=== Aim of the exercise ===
Duplicate the rows below from the first one through the line containing "[245,283,911,779]", including both of those lines.

Raw records
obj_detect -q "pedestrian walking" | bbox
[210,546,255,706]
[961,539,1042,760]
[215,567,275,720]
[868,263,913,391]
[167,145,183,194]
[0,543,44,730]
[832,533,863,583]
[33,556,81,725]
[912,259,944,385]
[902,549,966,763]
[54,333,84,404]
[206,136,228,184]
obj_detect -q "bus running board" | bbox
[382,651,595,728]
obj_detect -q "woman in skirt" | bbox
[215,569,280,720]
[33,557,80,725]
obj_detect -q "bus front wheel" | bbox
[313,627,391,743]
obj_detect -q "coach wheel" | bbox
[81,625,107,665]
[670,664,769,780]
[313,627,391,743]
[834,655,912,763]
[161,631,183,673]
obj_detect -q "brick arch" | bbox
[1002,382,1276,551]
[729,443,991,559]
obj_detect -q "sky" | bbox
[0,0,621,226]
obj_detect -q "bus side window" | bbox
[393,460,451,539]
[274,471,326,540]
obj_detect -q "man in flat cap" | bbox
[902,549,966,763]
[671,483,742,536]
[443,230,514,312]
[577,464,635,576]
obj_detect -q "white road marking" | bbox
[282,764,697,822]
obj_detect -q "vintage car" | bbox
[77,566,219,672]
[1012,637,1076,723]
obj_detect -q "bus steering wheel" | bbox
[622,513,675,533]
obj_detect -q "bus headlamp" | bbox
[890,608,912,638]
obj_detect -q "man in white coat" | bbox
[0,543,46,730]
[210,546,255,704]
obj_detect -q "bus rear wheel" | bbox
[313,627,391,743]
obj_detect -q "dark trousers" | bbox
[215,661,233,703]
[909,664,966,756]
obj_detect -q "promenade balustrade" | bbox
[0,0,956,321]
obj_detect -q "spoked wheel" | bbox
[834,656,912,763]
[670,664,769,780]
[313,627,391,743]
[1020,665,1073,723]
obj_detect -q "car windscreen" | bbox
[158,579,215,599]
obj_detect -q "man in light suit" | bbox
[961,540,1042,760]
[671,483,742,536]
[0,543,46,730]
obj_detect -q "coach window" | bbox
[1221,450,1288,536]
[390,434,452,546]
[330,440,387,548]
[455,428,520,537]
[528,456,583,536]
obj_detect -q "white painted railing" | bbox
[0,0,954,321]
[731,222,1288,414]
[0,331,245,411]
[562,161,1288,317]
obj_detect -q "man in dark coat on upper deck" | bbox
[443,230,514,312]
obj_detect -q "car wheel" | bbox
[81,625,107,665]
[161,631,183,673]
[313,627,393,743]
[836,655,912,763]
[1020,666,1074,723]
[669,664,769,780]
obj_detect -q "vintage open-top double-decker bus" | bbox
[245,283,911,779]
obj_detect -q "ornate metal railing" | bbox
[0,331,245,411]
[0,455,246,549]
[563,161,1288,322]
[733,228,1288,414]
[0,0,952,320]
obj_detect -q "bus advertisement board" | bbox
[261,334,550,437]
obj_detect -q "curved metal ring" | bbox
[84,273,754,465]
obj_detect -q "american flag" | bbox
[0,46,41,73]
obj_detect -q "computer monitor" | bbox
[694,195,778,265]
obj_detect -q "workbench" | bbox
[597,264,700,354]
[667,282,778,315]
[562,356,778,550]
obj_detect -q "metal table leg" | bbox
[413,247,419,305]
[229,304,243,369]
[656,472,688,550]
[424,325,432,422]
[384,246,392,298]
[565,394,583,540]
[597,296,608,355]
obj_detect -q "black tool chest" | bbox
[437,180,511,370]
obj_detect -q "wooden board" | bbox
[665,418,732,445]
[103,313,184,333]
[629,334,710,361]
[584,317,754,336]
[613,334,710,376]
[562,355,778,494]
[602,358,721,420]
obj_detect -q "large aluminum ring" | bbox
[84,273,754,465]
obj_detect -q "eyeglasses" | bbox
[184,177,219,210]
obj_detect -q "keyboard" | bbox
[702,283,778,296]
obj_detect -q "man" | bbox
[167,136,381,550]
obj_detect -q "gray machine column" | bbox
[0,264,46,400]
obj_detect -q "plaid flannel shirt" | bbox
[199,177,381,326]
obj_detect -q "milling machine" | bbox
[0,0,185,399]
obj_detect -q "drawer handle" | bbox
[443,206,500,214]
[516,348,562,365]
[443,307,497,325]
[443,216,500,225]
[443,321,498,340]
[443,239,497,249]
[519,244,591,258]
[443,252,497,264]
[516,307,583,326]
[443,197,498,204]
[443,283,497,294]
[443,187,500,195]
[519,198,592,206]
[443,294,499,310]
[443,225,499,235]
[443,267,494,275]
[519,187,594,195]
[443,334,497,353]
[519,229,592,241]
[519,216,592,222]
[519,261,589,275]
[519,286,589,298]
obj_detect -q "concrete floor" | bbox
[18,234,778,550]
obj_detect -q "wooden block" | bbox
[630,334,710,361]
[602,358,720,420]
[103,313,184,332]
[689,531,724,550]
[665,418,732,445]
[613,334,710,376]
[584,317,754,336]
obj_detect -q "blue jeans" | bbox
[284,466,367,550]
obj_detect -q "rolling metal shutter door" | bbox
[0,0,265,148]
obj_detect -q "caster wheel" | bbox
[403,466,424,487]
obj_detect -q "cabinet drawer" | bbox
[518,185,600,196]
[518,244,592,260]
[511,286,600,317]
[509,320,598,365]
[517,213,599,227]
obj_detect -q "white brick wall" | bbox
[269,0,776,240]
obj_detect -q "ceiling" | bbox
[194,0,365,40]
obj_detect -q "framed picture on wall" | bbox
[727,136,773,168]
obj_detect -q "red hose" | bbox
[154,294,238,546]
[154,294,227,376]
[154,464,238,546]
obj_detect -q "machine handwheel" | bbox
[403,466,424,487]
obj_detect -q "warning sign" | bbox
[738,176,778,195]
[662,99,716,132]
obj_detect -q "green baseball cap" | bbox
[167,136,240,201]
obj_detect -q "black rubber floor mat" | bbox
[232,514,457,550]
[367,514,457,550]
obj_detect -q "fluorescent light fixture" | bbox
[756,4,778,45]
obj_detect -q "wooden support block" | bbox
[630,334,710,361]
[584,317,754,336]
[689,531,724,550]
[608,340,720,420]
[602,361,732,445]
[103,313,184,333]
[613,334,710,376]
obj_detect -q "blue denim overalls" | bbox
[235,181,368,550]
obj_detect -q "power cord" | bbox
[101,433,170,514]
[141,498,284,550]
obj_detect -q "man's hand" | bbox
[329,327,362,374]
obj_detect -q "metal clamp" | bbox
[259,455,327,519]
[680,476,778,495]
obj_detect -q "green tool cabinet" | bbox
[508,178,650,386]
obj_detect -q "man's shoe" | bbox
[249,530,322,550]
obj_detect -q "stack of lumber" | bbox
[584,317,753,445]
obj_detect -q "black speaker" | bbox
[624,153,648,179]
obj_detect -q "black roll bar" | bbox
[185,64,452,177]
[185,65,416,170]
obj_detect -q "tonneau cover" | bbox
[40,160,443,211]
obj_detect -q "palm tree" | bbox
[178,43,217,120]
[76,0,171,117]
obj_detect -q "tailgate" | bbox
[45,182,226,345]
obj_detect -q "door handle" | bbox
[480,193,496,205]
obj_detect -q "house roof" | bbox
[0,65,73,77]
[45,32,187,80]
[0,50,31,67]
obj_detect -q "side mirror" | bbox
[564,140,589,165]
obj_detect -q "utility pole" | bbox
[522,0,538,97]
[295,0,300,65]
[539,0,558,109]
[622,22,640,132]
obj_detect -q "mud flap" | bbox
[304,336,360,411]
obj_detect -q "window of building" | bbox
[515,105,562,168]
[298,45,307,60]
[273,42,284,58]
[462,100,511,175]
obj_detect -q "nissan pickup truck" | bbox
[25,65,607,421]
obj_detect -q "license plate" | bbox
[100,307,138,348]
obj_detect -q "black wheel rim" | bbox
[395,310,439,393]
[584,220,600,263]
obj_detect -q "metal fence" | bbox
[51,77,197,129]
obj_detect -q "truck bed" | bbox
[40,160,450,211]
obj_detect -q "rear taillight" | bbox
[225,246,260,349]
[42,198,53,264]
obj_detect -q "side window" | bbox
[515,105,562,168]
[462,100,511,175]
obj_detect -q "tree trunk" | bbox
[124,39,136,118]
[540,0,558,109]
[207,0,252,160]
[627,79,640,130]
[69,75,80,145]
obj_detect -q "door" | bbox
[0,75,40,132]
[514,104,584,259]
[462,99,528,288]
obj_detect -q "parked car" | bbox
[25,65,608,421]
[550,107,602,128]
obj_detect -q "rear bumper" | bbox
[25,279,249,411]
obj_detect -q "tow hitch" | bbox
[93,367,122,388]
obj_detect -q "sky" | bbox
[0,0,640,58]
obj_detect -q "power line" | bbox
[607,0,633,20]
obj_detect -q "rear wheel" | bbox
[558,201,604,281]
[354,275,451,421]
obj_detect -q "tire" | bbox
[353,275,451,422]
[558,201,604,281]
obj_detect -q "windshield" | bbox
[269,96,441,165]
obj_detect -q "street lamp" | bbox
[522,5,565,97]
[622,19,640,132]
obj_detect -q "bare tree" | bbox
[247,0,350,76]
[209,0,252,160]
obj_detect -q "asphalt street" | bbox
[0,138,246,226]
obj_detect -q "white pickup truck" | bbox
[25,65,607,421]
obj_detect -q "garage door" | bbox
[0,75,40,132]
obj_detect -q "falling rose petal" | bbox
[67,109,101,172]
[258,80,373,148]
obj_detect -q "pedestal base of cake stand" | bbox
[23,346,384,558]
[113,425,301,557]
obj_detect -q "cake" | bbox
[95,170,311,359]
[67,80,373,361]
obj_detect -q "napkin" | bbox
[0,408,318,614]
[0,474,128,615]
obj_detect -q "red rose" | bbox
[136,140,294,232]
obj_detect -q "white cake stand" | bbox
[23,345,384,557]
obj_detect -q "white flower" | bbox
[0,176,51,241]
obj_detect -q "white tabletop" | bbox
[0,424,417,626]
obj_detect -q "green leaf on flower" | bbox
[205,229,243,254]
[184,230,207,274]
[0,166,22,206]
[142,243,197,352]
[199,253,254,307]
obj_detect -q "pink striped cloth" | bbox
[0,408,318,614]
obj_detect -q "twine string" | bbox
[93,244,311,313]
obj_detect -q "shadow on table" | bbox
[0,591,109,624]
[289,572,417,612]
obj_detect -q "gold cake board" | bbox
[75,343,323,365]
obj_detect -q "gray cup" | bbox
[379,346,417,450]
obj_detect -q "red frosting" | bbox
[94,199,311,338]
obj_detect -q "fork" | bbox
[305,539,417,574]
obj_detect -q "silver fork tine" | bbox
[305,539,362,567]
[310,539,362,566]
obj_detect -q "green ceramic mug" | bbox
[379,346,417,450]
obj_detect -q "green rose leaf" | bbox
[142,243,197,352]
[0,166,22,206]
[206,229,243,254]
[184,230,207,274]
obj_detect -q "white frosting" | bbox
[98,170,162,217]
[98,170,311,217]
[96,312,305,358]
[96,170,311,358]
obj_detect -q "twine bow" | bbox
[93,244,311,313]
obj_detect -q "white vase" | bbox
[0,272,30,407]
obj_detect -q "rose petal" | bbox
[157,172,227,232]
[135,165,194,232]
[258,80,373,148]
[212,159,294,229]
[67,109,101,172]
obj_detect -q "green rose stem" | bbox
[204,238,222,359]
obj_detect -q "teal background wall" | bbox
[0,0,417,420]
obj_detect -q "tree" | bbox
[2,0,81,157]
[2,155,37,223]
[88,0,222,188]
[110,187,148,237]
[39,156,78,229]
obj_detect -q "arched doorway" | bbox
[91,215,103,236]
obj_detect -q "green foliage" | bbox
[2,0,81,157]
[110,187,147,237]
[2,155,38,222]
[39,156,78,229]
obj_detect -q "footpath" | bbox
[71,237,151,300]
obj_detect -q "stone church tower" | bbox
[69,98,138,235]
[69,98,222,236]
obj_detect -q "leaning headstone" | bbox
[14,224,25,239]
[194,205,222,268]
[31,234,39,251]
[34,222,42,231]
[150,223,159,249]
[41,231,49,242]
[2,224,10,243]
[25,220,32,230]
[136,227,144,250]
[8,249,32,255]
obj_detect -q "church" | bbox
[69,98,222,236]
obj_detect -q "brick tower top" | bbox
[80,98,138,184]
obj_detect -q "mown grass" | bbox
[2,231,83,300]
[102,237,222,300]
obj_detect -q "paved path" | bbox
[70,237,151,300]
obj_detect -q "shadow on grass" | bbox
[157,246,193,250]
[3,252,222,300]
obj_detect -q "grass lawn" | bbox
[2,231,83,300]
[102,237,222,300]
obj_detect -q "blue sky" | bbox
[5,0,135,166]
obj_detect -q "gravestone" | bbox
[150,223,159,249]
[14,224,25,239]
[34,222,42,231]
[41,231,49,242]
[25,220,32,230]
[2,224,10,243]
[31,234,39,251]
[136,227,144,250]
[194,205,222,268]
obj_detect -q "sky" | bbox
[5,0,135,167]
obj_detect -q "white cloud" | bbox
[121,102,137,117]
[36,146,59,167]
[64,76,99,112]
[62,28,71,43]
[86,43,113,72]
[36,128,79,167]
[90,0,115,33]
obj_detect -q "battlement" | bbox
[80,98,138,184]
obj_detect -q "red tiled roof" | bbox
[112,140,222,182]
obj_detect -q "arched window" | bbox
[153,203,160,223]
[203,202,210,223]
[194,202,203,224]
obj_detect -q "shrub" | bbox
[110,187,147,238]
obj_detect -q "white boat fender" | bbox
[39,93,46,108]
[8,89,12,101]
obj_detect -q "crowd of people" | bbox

=== Task output ===
obj_detect -q "pedestrian walking" | bbox
[210,546,255,706]
[961,539,1042,760]
[215,567,275,720]
[868,263,913,391]
[167,145,183,194]
[0,543,44,730]
[832,533,863,583]
[33,556,81,725]
[912,259,944,385]
[902,549,966,763]
[54,333,84,404]
[206,136,228,184]
obj_detect -q "bus running board" | bbox
[382,651,595,728]
obj_detect -q "woman in skirt" | bbox
[215,569,280,720]
[33,557,80,725]
obj_detect -q "bus front wheel" | bbox
[313,627,391,743]
obj_detect -q "coach wheel" | bbox
[81,625,107,665]
[670,664,769,780]
[313,627,391,743]
[834,655,912,763]
[161,631,183,673]
obj_detect -q "brick arch" | bbox
[1002,382,1276,551]
[729,443,991,559]
obj_detect -q "sky" | bbox
[0,0,621,226]
obj_detect -q "bus side window" | bbox
[393,460,451,539]
[274,471,326,540]
obj_detect -q "man in flat cap" | bbox
[902,549,966,763]
[671,483,742,536]
[443,230,514,312]
[577,464,635,576]
obj_detect -q "white road marking" | bbox
[282,764,697,822]
obj_detect -q "vintage car" | bbox
[77,566,219,672]
[1012,637,1076,723]
obj_detect -q "bus steering wheel" | bbox
[622,513,675,533]
obj_detect -q "bus headlamp" | bbox
[890,608,912,638]
obj_detect -q "man in white coat" | bbox
[0,543,46,730]
[210,546,255,704]
obj_detect -q "bus rear wheel" | bbox
[313,627,391,743]
obj_detect -q "dark trousers" | bbox
[215,661,233,703]
[909,664,966,756]
obj_detect -q "promenade balustrade" | bbox
[0,0,956,321]
obj_detect -q "spoked wheel" | bbox
[834,656,912,763]
[670,664,769,780]
[313,627,391,743]
[1020,665,1073,723]
obj_detect -q "car windscreen" | bbox
[158,579,215,599]
obj_detect -q "man in light suit" | bbox
[961,540,1042,760]
[671,483,742,536]
[0,543,46,730]
obj_detect -q "coach window" | bbox
[1221,450,1288,536]
[390,434,452,546]
[330,440,387,548]
[455,428,520,537]
[528,456,583,536]
obj_detect -q "white painted railing" | bbox
[0,0,954,321]
[731,222,1288,414]
[0,331,245,411]
[562,161,1288,317]
obj_detect -q "man in dark coat on upper deck" | bbox
[443,230,514,312]
obj_detect -q "car wheel" | bbox
[81,625,107,665]
[161,631,183,673]
[313,627,393,743]
[836,655,912,763]
[1020,666,1074,723]
[669,664,769,780]
obj_detect -q "vintage open-top double-decker bus" | bbox
[245,283,911,779]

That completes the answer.